**Aim:** Can all of these lines be returned exactly?

**Supplied data:**
--- Start ---

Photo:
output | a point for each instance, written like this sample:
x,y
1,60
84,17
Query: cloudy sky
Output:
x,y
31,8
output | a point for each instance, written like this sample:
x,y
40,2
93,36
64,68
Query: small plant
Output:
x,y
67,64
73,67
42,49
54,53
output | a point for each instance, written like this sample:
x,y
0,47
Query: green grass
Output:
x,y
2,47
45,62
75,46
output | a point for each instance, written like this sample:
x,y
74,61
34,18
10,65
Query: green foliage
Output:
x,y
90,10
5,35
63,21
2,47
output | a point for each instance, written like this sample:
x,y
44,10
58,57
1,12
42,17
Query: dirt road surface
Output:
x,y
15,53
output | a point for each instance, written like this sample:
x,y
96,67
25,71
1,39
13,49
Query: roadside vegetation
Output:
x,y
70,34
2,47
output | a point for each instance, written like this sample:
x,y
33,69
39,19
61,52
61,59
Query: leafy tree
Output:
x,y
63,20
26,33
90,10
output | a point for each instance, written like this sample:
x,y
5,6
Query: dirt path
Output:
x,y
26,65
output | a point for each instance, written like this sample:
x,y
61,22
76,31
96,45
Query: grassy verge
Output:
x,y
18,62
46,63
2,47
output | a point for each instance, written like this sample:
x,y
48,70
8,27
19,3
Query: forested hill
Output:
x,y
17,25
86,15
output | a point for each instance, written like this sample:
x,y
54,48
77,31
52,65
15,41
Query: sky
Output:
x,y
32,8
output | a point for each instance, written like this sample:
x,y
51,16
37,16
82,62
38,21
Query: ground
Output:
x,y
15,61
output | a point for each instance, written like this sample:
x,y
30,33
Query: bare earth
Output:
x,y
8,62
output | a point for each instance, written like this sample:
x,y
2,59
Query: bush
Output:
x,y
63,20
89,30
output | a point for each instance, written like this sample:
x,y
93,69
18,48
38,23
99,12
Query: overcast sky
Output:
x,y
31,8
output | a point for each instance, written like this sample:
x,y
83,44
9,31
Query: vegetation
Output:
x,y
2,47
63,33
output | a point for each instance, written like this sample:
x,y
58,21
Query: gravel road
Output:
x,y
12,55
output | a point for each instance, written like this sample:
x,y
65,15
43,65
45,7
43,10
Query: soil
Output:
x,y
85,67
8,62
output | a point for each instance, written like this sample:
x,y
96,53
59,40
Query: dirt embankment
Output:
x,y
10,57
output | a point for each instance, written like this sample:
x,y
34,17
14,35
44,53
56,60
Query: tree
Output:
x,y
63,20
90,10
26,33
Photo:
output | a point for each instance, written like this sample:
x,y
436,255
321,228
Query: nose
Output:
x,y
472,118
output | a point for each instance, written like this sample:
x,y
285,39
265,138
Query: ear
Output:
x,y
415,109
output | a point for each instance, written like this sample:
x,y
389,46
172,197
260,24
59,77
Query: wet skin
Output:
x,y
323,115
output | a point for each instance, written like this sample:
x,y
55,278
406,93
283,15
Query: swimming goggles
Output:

--- End ---

**Written answer:**
Photo:
output | a point for each instance, written like this sample:
x,y
1,60
84,17
Query: cloudy sky
Output:
x,y
31,8
output | a point for each instance, written like this sample:
x,y
40,2
93,36
64,68
Query: small plant
Output:
x,y
67,64
73,67
42,49
54,53
output | a point for each instance, written like this sample:
x,y
0,47
Query: green grass
Output:
x,y
2,47
45,62
75,46
output | a point for each instance, written like this sample:
x,y
74,61
34,18
10,65
Query: green foliage
Output:
x,y
90,10
5,35
63,21
2,47
output | a point for each instance, written like this sample:
x,y
44,10
58,57
1,12
42,17
Query: dirt road surface
Output:
x,y
15,53
output | a point for each instance, written like this sample:
x,y
96,67
25,71
1,39
13,49
Query: roadside vegetation
Output:
x,y
70,34
2,47
output | a point for each instance, written like this sample:
x,y
33,69
39,19
61,52
61,59
Query: leafy tree
Output:
x,y
63,20
26,33
90,10
output | a point for each instance, written like this sample:
x,y
5,6
Query: dirt path
Output:
x,y
26,65
output | a point for each instance, written like this sample:
x,y
61,22
76,31
96,45
Query: grassy verge
Output:
x,y
18,62
46,63
2,47
output | a point for each instance, written like this sample:
x,y
48,70
8,27
19,3
Query: forested hill
Output:
x,y
17,25
86,15
output | a point for each instance, written like this sample:
x,y
54,48
77,31
52,65
15,41
Query: sky
Output:
x,y
32,8
output | a point for each instance, written like this sample:
x,y
51,16
37,16
82,62
38,21
Query: ground
Output:
x,y
15,61
output | a point for each instance, written like this sample:
x,y
30,33
Query: bare earth
Output:
x,y
8,62
output | a point for each instance, written like this sample:
x,y
2,59
Query: bush
Output:
x,y
63,20
89,30
output | a point for each instance, written like this sample:
x,y
93,69
18,48
38,23
99,12
Query: overcast sky
Output:
x,y
31,8
output | a point for each instance, written like this sample:
x,y
83,44
9,31
Query: vegetation
Output:
x,y
2,47
63,33
output | a point for each instance, written like this sample:
x,y
58,21
Query: gravel road
Output:
x,y
12,55
output | a point for each instance, written like this sample:
x,y
65,15
43,65
45,7
43,10
Query: soil
Output:
x,y
85,67
8,62
output | a point for each instance, written like this sample:
x,y
96,53
59,40
Query: dirt embankment
Output:
x,y
10,57
output | a point for each instance, written like this sample:
x,y
34,17
14,35
44,53
56,60
Query: tree
Output:
x,y
63,20
90,10
26,33
Photo:
output | a point for each instance, written like this sample:
x,y
436,255
321,228
Query: nose
Output:
x,y
472,118
output | a point for each instance, written like this sample:
x,y
285,39
265,138
Query: ear
Output:
x,y
415,109
output | a point for each instance, written like this sample:
x,y
389,46
172,197
260,24
59,77
Query: wet skin
Output:
x,y
323,115
output | a point for each instance, written like this sample:
x,y
55,278
406,93
283,15
Query: swimming goggles
Output:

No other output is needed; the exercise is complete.